━━━━━ KUTIPAN ━━━━━

Harusnya orang-orang yang sering aksi bela KPK atau tolak revisi UU KPK ini, sebut saja para aktivis di ICW dan koalisi sipil antikorupsi hingga pegawai KPK yang tergabung di Wadah Pegawai KPK, memberi pemahaman ke mahasiswa atau elemen publik lainnya lewat turun langsung dan membentuk grup diskusi untuk manajemen aksi yang terstruktur, sistematis dan masif. Tujuannya agar mahasiswa dan elemen publik di luar mereka-mereka yang sering berkomunikasi dengan internal KPK turut paham tentang apa yang terjadi dan mau ikut beraksi menolak atau bahkan mungkin malah mendukung revisi.
Namun, hal-hal seperti itu tak terlihat dilakukan oleh mereka. Elemen-elemen yang kerap turun aksi menolak revisi UU KPK ya tetap itu-itu saja. Hal ini juga menimbulkan kejanggalan. Aksi yang dilakukan juga terkesan berlebihan, misalnya menyebut 'KPK harus mati' hingga menutup logo KPK dengan kain hitam padahal itu adalah simbol dari lembaga negara. Mereka kurang memberi penyadaran secara langsung kepada masyarakat. Orang-orang yang turun aksi ini sama seperti kebanyakan orang yang mengandalkan media sosial, yang isinya tak jelas keberadaannya di dunia nyata.

━━━━━ DATA YANG DIBERIKAN ━━━━━

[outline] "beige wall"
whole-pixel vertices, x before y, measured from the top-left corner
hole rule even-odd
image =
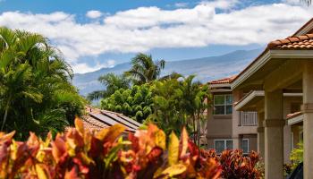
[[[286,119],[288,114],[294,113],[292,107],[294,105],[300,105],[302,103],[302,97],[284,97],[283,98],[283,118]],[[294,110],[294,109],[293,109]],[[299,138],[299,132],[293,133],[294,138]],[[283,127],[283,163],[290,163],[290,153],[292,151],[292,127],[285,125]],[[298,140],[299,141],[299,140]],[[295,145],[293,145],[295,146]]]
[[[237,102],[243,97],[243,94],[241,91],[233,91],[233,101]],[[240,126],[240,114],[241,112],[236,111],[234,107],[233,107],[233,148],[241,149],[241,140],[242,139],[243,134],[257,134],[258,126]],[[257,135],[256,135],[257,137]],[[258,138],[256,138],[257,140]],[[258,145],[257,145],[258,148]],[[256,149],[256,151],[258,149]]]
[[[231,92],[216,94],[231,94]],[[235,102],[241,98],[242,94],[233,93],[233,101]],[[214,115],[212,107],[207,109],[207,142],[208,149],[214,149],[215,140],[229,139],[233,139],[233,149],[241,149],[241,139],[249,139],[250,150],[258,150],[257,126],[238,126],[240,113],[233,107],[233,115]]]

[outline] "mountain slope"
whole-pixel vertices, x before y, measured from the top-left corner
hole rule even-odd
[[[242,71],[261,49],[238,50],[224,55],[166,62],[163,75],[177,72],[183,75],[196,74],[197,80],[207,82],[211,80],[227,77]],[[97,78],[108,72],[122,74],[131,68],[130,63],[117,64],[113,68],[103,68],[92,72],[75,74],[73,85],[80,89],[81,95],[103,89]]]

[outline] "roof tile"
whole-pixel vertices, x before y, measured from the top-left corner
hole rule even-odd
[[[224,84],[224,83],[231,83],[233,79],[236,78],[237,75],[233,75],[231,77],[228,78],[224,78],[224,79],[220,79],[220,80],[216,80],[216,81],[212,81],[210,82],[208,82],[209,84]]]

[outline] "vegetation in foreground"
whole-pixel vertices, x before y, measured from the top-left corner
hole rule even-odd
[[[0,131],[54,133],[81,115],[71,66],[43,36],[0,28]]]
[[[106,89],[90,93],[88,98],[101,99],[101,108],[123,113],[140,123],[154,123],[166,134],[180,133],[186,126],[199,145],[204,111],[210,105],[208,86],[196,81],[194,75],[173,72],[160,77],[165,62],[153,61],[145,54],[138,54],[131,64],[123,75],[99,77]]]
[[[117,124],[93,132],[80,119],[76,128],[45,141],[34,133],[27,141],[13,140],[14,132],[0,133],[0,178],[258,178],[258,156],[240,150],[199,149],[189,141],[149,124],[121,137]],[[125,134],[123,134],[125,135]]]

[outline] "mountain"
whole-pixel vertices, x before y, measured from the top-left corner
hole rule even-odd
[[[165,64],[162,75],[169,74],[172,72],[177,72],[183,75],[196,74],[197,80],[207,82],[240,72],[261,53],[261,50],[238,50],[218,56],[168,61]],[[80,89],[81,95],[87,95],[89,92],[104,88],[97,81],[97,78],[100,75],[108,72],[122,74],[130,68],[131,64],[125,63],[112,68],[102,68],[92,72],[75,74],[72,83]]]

━━━━━
━━━━━ DATA YANG DIBERIKAN ━━━━━

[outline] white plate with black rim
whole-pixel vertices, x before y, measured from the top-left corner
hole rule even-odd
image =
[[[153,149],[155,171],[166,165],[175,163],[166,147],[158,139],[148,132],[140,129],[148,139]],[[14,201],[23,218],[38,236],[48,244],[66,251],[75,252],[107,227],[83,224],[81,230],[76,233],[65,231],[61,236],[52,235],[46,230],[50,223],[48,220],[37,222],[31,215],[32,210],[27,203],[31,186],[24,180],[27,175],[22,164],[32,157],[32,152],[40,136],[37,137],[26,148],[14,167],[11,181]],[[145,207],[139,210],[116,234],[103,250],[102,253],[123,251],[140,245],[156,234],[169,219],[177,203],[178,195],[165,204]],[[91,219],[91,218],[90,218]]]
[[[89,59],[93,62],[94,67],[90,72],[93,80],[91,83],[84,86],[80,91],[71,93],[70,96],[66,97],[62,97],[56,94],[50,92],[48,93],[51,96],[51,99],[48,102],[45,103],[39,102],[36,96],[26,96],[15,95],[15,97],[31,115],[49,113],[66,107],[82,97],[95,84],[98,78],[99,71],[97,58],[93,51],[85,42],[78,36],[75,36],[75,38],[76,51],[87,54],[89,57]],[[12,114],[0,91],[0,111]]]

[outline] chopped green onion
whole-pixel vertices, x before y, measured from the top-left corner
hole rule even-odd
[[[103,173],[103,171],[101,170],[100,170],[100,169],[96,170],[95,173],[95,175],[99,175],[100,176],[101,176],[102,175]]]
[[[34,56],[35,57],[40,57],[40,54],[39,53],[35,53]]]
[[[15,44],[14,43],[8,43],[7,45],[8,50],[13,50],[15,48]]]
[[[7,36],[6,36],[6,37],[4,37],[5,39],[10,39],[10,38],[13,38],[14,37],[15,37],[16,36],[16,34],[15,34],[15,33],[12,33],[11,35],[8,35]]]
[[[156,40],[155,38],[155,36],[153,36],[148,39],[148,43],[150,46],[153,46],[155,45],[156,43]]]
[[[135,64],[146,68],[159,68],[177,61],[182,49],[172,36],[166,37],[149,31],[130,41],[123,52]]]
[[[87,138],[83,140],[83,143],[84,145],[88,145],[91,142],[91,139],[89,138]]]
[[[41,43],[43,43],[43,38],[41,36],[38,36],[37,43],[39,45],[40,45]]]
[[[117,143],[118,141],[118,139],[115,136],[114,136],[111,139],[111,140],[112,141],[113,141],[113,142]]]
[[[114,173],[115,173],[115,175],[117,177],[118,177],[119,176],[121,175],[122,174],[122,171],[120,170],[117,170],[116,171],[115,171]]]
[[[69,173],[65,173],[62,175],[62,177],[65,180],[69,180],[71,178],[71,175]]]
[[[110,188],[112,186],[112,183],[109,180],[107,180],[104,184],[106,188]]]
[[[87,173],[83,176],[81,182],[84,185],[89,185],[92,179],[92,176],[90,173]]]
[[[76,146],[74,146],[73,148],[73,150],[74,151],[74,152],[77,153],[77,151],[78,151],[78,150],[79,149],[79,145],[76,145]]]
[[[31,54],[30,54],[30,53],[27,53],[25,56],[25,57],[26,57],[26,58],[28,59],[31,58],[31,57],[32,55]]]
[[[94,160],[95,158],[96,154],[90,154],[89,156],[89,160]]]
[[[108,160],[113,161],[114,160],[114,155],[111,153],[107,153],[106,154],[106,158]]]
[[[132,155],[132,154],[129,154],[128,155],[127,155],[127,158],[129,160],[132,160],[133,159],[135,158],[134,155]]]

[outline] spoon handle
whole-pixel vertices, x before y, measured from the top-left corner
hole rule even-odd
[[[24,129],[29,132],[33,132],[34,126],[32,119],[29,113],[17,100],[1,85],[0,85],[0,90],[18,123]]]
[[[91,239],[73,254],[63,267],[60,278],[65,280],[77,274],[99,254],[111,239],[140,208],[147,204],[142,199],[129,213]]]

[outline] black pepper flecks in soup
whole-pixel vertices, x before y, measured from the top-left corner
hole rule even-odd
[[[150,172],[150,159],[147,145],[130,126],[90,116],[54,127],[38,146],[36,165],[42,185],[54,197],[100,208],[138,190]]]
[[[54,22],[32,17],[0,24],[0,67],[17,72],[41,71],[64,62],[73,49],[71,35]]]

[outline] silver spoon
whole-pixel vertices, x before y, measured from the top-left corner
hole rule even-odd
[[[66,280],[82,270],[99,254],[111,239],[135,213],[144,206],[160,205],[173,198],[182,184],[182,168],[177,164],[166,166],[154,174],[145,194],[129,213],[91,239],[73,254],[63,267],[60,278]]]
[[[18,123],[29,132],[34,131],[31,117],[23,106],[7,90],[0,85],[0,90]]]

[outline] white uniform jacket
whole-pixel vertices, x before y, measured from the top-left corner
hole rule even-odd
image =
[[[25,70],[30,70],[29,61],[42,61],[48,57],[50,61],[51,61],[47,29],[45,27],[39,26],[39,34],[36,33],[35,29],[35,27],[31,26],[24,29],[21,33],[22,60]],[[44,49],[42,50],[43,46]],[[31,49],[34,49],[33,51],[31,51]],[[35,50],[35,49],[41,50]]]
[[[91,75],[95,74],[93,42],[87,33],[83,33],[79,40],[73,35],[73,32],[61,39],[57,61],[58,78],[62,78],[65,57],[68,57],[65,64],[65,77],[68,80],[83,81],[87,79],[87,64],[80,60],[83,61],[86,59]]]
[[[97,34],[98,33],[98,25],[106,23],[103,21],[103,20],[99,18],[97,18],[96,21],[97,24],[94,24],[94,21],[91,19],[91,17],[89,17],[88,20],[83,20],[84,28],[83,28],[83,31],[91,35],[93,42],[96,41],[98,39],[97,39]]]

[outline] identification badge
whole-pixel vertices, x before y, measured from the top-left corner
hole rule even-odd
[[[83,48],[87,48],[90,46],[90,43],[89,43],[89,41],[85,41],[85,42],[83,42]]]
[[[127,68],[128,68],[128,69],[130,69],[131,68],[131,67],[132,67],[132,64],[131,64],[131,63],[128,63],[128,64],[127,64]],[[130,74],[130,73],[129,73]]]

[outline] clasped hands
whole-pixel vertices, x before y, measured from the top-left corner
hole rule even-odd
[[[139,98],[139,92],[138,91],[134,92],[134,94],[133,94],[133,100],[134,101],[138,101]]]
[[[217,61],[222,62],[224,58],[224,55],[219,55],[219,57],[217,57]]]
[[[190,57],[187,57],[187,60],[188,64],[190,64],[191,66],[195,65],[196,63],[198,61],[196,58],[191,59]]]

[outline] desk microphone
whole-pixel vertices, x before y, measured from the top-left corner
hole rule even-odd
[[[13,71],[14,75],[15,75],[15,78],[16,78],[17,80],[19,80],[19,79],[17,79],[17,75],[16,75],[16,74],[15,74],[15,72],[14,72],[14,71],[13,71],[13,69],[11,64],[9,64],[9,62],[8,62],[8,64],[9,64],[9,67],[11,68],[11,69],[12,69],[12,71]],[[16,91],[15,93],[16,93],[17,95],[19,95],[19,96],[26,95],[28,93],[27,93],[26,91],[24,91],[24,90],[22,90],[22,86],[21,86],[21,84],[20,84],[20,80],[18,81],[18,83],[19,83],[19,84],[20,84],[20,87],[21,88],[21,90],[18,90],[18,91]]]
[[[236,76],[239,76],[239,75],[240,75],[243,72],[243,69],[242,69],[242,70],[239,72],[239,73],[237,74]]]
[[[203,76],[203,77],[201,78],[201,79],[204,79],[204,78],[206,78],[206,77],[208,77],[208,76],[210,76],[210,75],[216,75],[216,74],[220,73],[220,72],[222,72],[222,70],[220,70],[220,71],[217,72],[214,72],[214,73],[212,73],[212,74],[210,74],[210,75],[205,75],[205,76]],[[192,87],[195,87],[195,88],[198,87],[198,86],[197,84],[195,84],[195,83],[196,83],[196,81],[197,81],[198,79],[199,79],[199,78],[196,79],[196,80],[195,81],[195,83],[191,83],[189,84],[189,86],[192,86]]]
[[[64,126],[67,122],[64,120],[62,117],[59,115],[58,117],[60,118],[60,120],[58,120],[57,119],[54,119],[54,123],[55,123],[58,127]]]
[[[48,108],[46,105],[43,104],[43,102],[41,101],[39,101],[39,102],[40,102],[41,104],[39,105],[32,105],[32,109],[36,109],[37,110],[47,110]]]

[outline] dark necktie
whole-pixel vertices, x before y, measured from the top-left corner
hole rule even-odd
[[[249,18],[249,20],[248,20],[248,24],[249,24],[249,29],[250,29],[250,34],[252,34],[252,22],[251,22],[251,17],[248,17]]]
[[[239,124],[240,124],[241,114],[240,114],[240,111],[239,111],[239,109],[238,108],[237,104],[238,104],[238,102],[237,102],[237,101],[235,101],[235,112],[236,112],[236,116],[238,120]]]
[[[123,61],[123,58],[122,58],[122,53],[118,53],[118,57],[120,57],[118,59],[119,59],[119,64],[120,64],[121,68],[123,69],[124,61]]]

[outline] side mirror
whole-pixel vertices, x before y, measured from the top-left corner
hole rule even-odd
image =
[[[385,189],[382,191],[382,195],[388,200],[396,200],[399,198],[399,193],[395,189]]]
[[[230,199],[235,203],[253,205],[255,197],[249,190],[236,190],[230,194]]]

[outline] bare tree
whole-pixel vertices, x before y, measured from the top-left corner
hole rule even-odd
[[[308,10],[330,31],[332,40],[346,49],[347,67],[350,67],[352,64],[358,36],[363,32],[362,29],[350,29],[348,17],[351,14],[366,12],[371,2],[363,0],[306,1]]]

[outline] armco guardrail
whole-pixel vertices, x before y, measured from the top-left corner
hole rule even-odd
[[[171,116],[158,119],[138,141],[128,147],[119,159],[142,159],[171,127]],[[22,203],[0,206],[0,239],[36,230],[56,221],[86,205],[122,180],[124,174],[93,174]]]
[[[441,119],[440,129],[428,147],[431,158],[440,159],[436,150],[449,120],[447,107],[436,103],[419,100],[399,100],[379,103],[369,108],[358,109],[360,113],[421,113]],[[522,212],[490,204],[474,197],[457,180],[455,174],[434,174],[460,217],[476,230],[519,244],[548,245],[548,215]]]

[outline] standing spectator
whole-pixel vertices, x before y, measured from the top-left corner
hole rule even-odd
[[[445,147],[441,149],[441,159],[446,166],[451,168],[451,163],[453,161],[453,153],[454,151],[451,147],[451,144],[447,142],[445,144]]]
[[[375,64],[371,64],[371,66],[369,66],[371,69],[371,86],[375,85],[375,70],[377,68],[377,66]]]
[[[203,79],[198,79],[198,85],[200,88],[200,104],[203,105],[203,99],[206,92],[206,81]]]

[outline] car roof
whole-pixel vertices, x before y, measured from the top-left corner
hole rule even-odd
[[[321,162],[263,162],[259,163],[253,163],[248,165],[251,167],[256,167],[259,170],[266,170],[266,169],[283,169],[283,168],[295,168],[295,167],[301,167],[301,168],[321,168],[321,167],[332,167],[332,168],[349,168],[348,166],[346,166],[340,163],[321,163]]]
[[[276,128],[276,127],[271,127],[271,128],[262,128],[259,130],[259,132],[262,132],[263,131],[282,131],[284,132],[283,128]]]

━━━━━
━━━━━ DATA YANG DIBERIKAN ━━━━━

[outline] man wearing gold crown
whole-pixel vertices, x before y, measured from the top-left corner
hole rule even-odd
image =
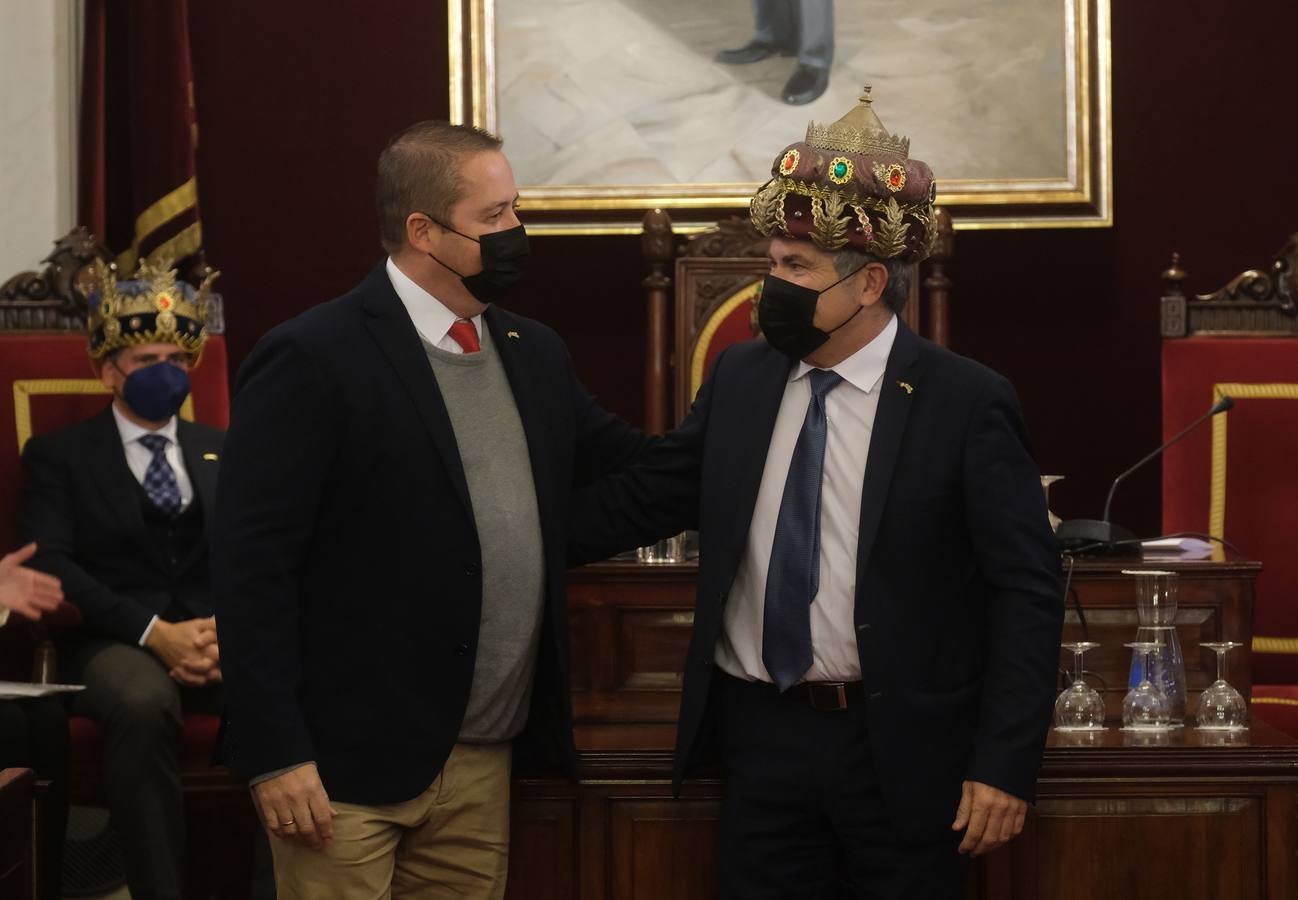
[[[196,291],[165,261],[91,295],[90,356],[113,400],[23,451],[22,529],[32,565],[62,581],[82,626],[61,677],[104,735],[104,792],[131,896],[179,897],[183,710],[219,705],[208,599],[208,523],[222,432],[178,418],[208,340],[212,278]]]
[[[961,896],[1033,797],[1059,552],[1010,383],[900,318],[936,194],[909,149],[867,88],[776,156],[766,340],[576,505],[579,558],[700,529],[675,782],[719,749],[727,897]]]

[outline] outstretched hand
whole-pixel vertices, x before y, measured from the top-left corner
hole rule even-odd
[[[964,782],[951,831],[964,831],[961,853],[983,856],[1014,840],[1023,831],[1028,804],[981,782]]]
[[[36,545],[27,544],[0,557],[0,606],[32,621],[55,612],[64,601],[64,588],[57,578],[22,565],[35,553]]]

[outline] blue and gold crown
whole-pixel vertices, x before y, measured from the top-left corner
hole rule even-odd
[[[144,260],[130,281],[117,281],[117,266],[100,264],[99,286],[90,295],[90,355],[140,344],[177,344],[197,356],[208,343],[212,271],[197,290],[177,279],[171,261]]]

━━━━━

» DESKRIPSI TUGAS
Jawab pertanyaan berikut berdasarkan kutipan:
1. Siapa saja yang disebut sering aksi bela KPK atau tolak revisi UU KPK?
2. Apa tujuan memberi pemahaman ke mahasiswa dan elemen publik lainnya?
3. Apa dua contoh aksi yang disebut terkesan berlebihan?

» JAWABAN BENAR
1. Para aktivis di ICW dan koalisi sipil antikorupsi, hingga pegawai KPK yang tergabung di Wadah Pegawai KPK.
2. Agar mahasiswa dan elemen publik di luar mereka yang sering berkomunikasi dengan internal KPK turut paham tentang apa yang terjadi dan mau ikut beraksi menolak atau bahkan mungkin malah mendukung revisi.
3. Menyebut 'KPK harus mati' dan menutup logo KPK dengan kain hitam.